### Required actions
1) From the episode review, reproduce the passage that begins at the words "The Impossible Planet (***½)" and stops after the words "is beyond me.".
2) Answer these questions from the episode review:
(a) What star rating does the review give The Impossible Planet?
(b) What is the base in the episode called?
(c) Besides the Ood, which race does the writer name as memorable from new Who?

══ Excerpted text

'Ello me ducks. I can't believe it's been this long. I hope it's readable enough to have been worth the wait. It was watchable at least, which is a welcome change from most of the rest of Series 2.
The Impossible Planet (***½)
That's a good title that. The Impossible Planet. I like that. Right then. There's the Tardis. It's queasy apparently. Perhaps it also has to watch the Doctor and Rose being utterly hatable. The situation's quickly established: Sanctuary Base (nice to have Moonbases and Seabases referenced), drilling, old writing. And there's the Ood. Except, we don't know they're the cheery lovables we cheerily love now at this point, so when they close in saying "we must feed", we get a reasonable cliffhanger just from the teaser. On the subject of the Ood, they may be the only memorable race new Who's produced besides the Weeping Angels (I think it's the mix of not actually being nasty while still looking disgusting), but why exactly they'd evolve to look like they've sneezed a squid is beyond me.

════
══ Dataset extract

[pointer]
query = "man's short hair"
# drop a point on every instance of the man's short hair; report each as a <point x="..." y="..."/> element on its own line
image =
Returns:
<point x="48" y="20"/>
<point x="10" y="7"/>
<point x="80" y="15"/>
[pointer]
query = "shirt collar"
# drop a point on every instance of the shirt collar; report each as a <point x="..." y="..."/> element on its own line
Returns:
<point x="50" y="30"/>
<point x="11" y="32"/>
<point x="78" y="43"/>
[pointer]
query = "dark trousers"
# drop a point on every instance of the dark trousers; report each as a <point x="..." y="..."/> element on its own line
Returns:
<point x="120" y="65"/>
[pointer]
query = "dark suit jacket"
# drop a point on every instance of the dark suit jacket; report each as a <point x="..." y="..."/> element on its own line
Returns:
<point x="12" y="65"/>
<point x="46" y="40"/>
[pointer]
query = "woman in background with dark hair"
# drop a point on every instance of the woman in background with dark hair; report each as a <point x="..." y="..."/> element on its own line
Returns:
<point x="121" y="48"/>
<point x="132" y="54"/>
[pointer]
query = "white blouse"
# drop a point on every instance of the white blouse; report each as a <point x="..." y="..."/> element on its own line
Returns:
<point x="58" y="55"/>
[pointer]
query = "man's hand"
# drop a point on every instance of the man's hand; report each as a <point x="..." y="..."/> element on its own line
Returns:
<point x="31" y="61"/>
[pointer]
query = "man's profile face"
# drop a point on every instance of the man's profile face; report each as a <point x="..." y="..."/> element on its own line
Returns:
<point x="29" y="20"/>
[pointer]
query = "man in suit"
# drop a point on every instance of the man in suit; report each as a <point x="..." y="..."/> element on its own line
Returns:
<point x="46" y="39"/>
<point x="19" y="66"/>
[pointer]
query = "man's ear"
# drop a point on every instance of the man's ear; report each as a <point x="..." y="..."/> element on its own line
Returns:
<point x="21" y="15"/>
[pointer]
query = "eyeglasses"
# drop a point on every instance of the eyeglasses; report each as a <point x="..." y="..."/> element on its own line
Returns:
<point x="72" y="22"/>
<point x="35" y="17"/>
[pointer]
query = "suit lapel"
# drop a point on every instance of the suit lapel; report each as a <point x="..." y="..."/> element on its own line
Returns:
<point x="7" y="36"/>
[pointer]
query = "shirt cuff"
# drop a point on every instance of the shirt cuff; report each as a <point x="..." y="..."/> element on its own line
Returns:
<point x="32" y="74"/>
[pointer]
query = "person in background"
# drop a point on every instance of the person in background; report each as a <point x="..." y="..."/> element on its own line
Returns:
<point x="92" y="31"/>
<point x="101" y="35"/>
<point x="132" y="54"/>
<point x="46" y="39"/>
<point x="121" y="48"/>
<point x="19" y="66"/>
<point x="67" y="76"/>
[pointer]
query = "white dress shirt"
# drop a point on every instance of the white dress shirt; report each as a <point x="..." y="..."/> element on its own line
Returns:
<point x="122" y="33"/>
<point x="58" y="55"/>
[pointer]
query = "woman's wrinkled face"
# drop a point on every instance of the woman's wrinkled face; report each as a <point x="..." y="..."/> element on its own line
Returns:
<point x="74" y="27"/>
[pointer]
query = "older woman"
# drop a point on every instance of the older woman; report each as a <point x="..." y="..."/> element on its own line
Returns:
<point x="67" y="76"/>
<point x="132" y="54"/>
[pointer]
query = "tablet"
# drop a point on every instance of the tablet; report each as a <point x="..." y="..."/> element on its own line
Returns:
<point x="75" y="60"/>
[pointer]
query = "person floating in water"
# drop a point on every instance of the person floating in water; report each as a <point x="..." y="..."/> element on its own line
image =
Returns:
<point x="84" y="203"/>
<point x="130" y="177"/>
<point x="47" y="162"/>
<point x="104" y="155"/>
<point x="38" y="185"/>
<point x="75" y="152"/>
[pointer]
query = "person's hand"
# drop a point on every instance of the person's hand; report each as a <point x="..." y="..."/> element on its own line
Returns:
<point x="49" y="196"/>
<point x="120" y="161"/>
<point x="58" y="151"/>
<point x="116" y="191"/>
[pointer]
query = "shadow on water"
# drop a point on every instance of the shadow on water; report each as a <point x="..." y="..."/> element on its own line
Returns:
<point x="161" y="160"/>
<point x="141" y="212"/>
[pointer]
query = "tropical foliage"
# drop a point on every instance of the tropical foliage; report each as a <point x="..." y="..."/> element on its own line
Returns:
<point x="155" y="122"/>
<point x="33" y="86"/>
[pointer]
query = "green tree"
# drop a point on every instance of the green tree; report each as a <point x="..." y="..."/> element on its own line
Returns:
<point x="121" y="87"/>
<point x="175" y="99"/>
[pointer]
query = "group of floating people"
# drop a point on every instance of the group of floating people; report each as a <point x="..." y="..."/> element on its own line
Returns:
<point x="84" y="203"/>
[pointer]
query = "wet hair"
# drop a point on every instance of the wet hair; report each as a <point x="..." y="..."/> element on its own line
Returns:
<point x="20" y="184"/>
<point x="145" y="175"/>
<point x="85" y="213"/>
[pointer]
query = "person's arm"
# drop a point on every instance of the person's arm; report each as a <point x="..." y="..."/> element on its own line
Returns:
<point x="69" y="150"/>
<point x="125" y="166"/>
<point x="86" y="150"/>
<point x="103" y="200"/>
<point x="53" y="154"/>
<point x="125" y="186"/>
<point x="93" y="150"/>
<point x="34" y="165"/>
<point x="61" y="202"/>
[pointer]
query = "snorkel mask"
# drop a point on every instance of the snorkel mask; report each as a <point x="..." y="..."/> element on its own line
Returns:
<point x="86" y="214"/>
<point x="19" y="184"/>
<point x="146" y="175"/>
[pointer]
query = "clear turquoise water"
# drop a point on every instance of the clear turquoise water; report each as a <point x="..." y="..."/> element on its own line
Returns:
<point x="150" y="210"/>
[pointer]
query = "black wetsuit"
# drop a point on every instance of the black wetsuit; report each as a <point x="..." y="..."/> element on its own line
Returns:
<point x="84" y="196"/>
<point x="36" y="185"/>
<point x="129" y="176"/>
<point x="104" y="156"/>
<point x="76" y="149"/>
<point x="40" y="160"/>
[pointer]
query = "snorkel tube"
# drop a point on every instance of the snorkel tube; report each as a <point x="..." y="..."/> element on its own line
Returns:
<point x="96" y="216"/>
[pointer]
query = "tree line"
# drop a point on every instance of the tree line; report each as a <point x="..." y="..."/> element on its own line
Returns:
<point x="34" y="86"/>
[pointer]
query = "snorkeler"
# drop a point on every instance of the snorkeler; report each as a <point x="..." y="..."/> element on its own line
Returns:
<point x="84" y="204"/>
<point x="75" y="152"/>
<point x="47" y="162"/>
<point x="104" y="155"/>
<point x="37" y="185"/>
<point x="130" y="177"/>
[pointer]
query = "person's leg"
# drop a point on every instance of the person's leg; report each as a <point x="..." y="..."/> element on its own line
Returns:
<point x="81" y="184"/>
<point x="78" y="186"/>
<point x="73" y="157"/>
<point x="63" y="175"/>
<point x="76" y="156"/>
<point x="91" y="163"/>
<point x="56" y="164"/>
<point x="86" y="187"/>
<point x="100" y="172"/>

════

### Solutions by task
1)
The Impossible Planet (***½)
That's a good title that. The Impossible Planet. I like that. Right then. There's the Tardis. It's queasy apparently. Perhaps it also has to watch the Doctor and Rose being utterly hatable. The situation's quickly established: Sanctuary Base (nice to have Moonbases and Seabases referenced), drilling, old writing. And there's the Ood. Except, we don't know they're the cheery lovables we cheerily love now at this point, so when they close in saying "we must feed", we get a reasonable cliffhanger just from the teaser. On the subject of the Ood, they may be the only memorable race new Who's produced besides the Weeping Angels (I think it's the mix of not actually being nasty while still looking disgusting), but why exactly they'd evolve to look like they've sneezed a squid is beyond me.

2)
(a) ***½
(b) Sanctuary Base
(c) The Weeping Angels